_Exercise prompt_
Give the entries again exactly, every one of them.

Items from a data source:
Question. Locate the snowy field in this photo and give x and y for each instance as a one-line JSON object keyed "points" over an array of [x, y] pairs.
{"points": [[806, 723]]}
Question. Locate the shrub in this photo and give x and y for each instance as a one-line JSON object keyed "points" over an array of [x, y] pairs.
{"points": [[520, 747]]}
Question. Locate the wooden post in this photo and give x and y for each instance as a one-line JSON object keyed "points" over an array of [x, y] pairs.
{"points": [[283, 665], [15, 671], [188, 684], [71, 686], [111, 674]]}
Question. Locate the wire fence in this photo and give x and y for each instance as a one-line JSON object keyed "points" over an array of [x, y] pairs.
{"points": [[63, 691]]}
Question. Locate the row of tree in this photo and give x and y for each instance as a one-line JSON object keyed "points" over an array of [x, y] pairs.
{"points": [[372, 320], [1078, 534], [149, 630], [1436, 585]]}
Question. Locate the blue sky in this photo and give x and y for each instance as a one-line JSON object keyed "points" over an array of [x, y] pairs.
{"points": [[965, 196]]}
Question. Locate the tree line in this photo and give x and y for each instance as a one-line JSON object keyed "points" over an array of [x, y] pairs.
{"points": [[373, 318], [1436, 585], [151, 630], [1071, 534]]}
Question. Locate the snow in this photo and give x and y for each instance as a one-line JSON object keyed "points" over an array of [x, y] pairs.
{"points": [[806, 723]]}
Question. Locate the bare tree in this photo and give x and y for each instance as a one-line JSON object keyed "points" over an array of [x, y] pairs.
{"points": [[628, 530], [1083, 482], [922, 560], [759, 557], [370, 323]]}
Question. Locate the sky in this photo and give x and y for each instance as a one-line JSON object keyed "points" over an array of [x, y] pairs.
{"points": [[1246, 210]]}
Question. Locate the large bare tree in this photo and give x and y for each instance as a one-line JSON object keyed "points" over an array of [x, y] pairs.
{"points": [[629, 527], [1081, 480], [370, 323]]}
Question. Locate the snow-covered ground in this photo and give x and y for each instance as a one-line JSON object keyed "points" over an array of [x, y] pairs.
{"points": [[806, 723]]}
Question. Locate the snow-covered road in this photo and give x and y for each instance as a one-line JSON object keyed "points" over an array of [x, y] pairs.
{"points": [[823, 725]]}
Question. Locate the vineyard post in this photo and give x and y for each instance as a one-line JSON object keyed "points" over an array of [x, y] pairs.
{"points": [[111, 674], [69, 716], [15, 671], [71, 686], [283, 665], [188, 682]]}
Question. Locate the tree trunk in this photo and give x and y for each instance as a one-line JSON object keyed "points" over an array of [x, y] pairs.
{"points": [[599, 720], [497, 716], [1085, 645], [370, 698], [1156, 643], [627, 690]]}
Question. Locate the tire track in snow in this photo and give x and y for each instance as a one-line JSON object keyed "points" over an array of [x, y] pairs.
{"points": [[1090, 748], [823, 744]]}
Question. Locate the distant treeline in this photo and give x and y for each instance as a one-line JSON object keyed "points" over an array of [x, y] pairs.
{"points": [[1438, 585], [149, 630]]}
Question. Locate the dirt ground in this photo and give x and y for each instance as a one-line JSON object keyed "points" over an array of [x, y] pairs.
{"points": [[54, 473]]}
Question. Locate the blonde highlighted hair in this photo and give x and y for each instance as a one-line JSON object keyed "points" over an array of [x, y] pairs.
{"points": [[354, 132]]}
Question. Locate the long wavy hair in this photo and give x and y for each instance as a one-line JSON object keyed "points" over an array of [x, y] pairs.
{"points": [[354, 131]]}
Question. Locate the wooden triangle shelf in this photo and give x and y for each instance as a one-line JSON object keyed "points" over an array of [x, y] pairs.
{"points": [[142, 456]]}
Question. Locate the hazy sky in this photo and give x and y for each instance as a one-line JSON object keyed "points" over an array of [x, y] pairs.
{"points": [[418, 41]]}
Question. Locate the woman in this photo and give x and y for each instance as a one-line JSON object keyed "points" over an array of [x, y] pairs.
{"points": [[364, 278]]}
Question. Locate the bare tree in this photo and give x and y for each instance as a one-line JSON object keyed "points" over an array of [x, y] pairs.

_Result for this task_
Question. Locate the snowy field in this photo and give x and y for each instance as a one-line JSON object keyed "points" over an array of [x, y] pairs.
{"points": [[806, 723]]}
Question. Locate the shrub in this photo and give x and y for each instance as a one-line JSON object keyed "points" over an array of [x, y] pairs.
{"points": [[520, 747]]}
Question. Locate the wooden post in this photo and give x and y for each instance as a one-line JSON object keyed "points" over an array of [x, y] pairs.
{"points": [[283, 665], [15, 671], [188, 684], [71, 686], [111, 674]]}
Question. Locate the wire fence in this photo and give x and y for each instance as a one-line JSON object keyed "points" over an array of [x, y] pairs.
{"points": [[63, 691]]}
Question. Locate the row of tree in this photo and give x and y for each instance as a one-line JSON object keyed "points" over an array of [x, y] pairs.
{"points": [[372, 320], [1078, 534], [149, 630], [1436, 585]]}
Question. Locate the blue sky in this photo and give x and y for each instance as a one-line JSON object keyed "points" over an array of [x, y] pairs.
{"points": [[965, 196]]}
Question. Locate the tree line in this photo and give x and y for each instance as a one-line JSON object keyed "points" over an array of [x, y] pairs.
{"points": [[373, 318], [1436, 585], [151, 630], [1071, 534]]}
Question. Locate the snow in this photo and give x and y for each instance as a one-line JSON object keyed "points" over an array of [x, y] pairs.
{"points": [[806, 723]]}
Question. Locate the bare tree in this photo and give x and y for each instance as a one-line JSON object keyed "points" over an array of [x, y] pairs.
{"points": [[628, 530], [1083, 482], [922, 560], [759, 557], [370, 323]]}
Question. Locate the sky in this photo and give x and y for each instance as a one-line JSON object keyed "points" over an array of [x, y] pairs.
{"points": [[1246, 210]]}
Question. Locate the large bare tree in this photo and give x and y for each instance as a one-line JSON object keyed "points" over an array of [x, y] pairs.
{"points": [[629, 527], [1081, 480], [370, 323]]}
Question. Locate the snow-covered ground in this photo and give x and y for each instance as a one-line JSON object keyed "points" over an array of [x, y] pairs.
{"points": [[806, 723]]}
Question. Locate the snow-covered road in this photo and give x and y for each instance as a one-line JSON object keyed "points" over an array of [x, y] pairs.
{"points": [[823, 725]]}
Question. Locate the vineyard post in this photo and give x and y for each instance as a one-line JSON object keyed "points" over an array of [x, y] pairs.
{"points": [[111, 674], [69, 716], [15, 671], [71, 686], [283, 665], [188, 682]]}
Question. Locate the tree trunk in this photo and give x and y for each instance as a one-line JSON object keyed "points" over an array of [x, y] pairs.
{"points": [[599, 720], [497, 716], [1085, 645], [370, 698], [1156, 643], [627, 690]]}
Question. Locate the tire track in snow in this photo and give x and y for each instance as a one-line JSON object keyed "points" over an array of [x, y] pairs.
{"points": [[1090, 748], [823, 744]]}
Question. Locate the distant treeline in this photo and give x and y for each instance as a one-line JSON object keyed "points" over an array of [x, y] pairs.
{"points": [[1438, 585], [149, 630]]}
Question. Locate the dirt ground in this photo and give x and y for each instance as a one-line JSON object keyed "points" over an array of [x, y] pairs.
{"points": [[54, 473]]}
Question. Locate the blonde highlighted hair in this photo and give x and y for each instance as a one-line JSON object keyed "points" over an array of [x, y] pairs.
{"points": [[354, 132]]}
Question. Locate the long wavy hair in this photo and give x and y for each instance as a one-line JSON object keyed "points" over an array of [x, y] pairs.
{"points": [[354, 131]]}
Question. Locate the wooden triangle shelf in this photo and give x and y for each instance as a one-line JSON object keyed "points" over an array of [x, y] pairs.
{"points": [[142, 456]]}
Question. Locate the hazy sky in this photo and give x and y for each instance as a one-line JSON object keyed "points" over an array of [x, y] pairs.
{"points": [[418, 41]]}
Question. Locate the woman in this photo and give x and y for each instance as a one-line JSON object keyed "points" over an array of [x, y] pairs.
{"points": [[364, 278]]}
Question. Locate the bare tree in this photo and give x and y for each instance as a one-line JSON object keyed "points" over an array of [x, y] pairs.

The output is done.